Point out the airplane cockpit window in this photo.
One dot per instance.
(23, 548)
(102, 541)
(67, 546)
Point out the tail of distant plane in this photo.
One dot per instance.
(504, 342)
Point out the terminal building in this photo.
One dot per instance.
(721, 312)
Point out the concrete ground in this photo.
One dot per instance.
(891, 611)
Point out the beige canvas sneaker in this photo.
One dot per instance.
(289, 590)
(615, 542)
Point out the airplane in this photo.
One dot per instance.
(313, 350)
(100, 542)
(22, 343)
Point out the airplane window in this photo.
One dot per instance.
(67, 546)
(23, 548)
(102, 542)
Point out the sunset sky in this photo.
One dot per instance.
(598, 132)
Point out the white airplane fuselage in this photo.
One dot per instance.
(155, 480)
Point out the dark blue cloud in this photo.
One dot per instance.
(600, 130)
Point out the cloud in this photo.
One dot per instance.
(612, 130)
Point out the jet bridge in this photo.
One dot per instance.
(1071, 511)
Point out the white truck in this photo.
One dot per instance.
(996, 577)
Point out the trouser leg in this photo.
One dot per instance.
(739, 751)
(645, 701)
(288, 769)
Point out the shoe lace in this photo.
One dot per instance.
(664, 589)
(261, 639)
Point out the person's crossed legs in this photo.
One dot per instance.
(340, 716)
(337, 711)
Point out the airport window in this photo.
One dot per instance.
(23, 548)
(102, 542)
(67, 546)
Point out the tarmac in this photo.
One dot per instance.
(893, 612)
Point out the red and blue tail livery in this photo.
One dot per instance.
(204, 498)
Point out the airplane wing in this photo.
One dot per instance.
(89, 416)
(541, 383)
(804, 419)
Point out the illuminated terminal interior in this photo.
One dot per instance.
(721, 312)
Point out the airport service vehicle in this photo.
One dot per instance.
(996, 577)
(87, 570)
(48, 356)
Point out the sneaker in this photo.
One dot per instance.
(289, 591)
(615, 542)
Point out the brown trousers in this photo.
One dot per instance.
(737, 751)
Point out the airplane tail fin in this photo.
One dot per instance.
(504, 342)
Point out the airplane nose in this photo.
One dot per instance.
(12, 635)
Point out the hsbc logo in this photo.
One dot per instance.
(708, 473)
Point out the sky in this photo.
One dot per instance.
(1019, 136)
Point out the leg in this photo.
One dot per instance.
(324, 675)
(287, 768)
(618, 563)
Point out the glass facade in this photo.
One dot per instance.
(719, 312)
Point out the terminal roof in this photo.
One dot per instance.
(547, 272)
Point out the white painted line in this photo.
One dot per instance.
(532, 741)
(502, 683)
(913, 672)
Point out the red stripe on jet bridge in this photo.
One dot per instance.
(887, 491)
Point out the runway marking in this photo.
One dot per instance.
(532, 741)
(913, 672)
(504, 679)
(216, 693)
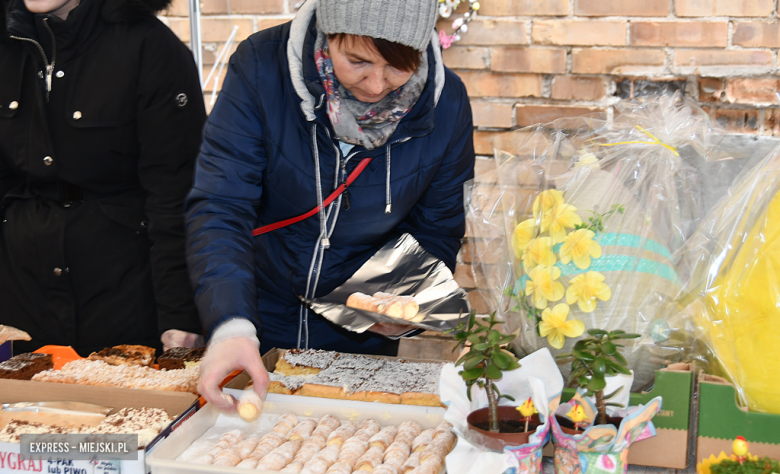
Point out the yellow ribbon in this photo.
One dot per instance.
(656, 142)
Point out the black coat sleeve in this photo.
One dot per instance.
(170, 121)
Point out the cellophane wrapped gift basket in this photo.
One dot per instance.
(580, 227)
(730, 302)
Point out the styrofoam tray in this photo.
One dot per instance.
(203, 429)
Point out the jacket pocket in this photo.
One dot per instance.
(127, 210)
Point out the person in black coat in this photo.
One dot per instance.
(101, 116)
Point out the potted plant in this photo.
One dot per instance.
(606, 446)
(595, 358)
(484, 361)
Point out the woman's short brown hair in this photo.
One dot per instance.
(398, 55)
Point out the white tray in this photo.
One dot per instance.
(162, 460)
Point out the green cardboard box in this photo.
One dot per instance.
(721, 420)
(669, 447)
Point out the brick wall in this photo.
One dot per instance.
(529, 61)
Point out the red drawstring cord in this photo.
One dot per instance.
(278, 225)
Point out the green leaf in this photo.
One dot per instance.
(583, 355)
(599, 366)
(607, 397)
(473, 361)
(608, 348)
(502, 359)
(618, 366)
(596, 383)
(463, 358)
(493, 372)
(472, 374)
(619, 357)
(627, 336)
(472, 320)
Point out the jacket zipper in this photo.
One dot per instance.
(49, 66)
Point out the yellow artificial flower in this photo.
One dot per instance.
(546, 200)
(539, 252)
(558, 219)
(556, 329)
(585, 288)
(580, 247)
(543, 285)
(522, 236)
(587, 160)
(705, 466)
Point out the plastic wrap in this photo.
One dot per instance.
(731, 296)
(577, 227)
(400, 267)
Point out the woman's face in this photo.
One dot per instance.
(363, 71)
(59, 8)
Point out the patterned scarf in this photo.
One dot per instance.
(360, 123)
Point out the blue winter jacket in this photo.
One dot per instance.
(268, 147)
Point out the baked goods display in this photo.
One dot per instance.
(325, 374)
(330, 446)
(146, 422)
(98, 372)
(180, 358)
(125, 354)
(25, 366)
(403, 307)
(10, 333)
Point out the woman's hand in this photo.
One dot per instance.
(224, 357)
(175, 338)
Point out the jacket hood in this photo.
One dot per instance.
(13, 12)
(117, 11)
(295, 57)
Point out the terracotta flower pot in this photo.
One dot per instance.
(506, 414)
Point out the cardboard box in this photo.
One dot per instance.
(669, 447)
(12, 391)
(163, 459)
(721, 420)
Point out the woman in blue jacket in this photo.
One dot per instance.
(303, 105)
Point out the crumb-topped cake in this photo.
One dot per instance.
(146, 422)
(180, 358)
(25, 366)
(125, 354)
(297, 362)
(356, 377)
(97, 372)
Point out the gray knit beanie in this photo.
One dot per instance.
(408, 22)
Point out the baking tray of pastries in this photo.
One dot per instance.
(309, 436)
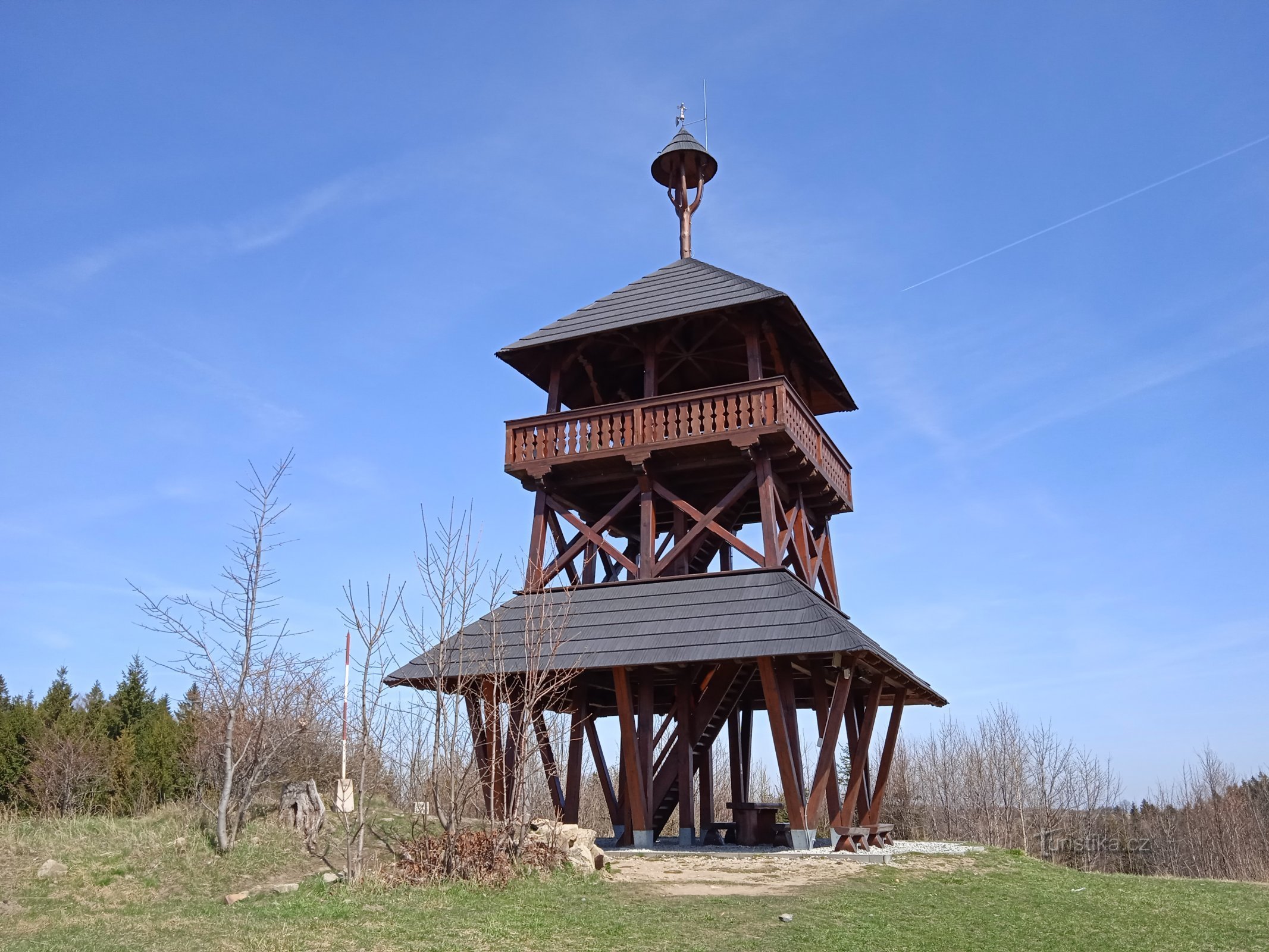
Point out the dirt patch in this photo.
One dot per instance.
(729, 876)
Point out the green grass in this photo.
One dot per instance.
(130, 888)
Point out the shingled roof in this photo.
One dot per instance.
(683, 289)
(711, 617)
(687, 286)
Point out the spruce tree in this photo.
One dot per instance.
(59, 703)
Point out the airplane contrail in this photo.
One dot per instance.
(1085, 215)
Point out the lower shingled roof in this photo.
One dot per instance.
(690, 619)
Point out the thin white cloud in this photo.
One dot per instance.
(252, 233)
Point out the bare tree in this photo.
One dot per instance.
(372, 620)
(256, 696)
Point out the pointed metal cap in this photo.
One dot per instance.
(700, 165)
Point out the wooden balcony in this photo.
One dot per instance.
(766, 412)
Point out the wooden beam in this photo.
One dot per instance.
(494, 746)
(825, 767)
(561, 545)
(888, 756)
(753, 352)
(480, 747)
(646, 528)
(576, 750)
(706, 521)
(593, 534)
(738, 779)
(781, 739)
(685, 691)
(640, 819)
(860, 754)
(785, 679)
(549, 763)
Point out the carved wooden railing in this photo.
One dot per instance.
(729, 412)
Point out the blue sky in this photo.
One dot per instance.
(231, 230)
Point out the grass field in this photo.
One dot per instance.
(134, 885)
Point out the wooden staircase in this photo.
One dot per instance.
(716, 711)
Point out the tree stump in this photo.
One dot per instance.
(302, 809)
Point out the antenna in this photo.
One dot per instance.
(704, 115)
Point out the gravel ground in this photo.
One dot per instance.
(823, 847)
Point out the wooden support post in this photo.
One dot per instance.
(753, 352)
(789, 779)
(825, 767)
(768, 503)
(738, 779)
(480, 747)
(860, 754)
(888, 756)
(649, 367)
(554, 386)
(550, 768)
(576, 750)
(494, 747)
(635, 787)
(588, 564)
(644, 702)
(537, 541)
(684, 691)
(646, 528)
(785, 678)
(833, 793)
(512, 749)
(704, 803)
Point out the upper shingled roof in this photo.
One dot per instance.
(687, 286)
(690, 619)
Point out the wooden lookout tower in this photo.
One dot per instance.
(679, 411)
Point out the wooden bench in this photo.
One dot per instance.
(852, 840)
(756, 823)
(710, 834)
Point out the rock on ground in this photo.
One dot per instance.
(51, 869)
(578, 842)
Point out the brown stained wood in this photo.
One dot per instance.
(753, 352)
(593, 534)
(512, 752)
(634, 785)
(576, 752)
(480, 748)
(645, 705)
(769, 507)
(785, 679)
(789, 781)
(888, 756)
(537, 541)
(606, 778)
(549, 763)
(494, 747)
(561, 545)
(707, 522)
(646, 528)
(860, 754)
(704, 766)
(738, 781)
(826, 765)
(684, 697)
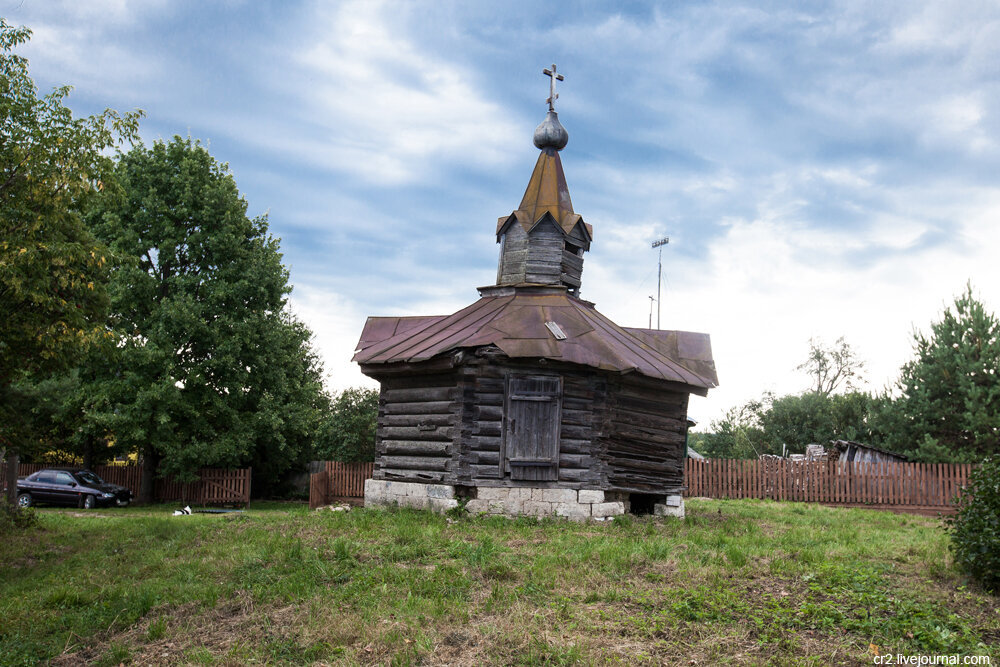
_____
» **Written instruction**: Please edit the rows from the start to the line with "(1071, 511)" so that "airplane" reads "aircraft", and keep everything else the same.

» **Completed exercise**:
Point out the aircraft cockpit window in this photo.
One dot per instance.
(23, 548)
(102, 541)
(67, 546)
Point out the tail of distant plane in this photo.
One dot per instance.
(504, 342)
Point out the terminal building in this photo.
One dot per instance.
(721, 312)
Point out the concrete ground in this photo.
One dot per instance.
(891, 611)
Point out the beige canvas sneaker in this photo.
One dot per instance.
(289, 590)
(615, 542)
Point out the aircraft in this photo.
One dot per instance.
(313, 350)
(100, 542)
(22, 343)
Point out the aircraft window in this photo.
One dot per instance.
(67, 546)
(23, 548)
(102, 542)
Point out the sunset sky in this photo.
One dot per instance.
(598, 132)
Point out the white aircraft fuselage in this photo.
One dot per instance.
(155, 480)
Point out the dark blue cloud in this photo.
One dot per instance.
(600, 130)
Point out the cloud in this photo.
One dot per instance.
(612, 130)
Point out the jet bridge in this photo.
One dot per instance.
(1071, 511)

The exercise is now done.